Data for review:
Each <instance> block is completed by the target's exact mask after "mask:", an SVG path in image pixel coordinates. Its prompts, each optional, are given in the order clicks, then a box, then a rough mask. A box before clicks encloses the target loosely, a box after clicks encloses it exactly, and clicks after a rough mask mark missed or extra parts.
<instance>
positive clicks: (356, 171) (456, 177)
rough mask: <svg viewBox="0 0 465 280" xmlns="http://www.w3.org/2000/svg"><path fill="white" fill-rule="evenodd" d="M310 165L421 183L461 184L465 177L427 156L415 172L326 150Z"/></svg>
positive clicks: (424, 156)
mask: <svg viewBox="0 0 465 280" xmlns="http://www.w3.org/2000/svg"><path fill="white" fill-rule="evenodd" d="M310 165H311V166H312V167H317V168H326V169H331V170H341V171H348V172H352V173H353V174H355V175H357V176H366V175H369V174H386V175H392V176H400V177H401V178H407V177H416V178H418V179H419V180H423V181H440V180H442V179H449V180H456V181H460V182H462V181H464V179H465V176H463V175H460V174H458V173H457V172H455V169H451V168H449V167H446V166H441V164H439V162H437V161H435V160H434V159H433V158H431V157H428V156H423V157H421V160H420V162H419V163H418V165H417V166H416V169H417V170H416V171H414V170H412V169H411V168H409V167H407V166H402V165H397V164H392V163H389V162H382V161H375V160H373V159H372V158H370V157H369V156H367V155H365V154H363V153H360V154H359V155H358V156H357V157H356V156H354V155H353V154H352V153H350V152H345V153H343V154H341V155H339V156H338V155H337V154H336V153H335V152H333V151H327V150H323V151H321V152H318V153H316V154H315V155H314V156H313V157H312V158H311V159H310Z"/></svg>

Required work: Whenever the word "rough" appears in a line of the listing, report that line.

Written response:
Each <instance> block is completed by the target's exact mask after "mask:", an SVG path in image pixel coordinates. Its prompts, each optional, are given in the order clicks, then a box, then a rough mask. A box before clicks encloses the target loosely, a box after clicks encloses it exactly, and clicks after a rough mask mark missed or extra parts.
rough mask: <svg viewBox="0 0 465 280" xmlns="http://www.w3.org/2000/svg"><path fill="white" fill-rule="evenodd" d="M310 165L421 183L461 184L465 177L427 156L415 172L326 150Z"/></svg>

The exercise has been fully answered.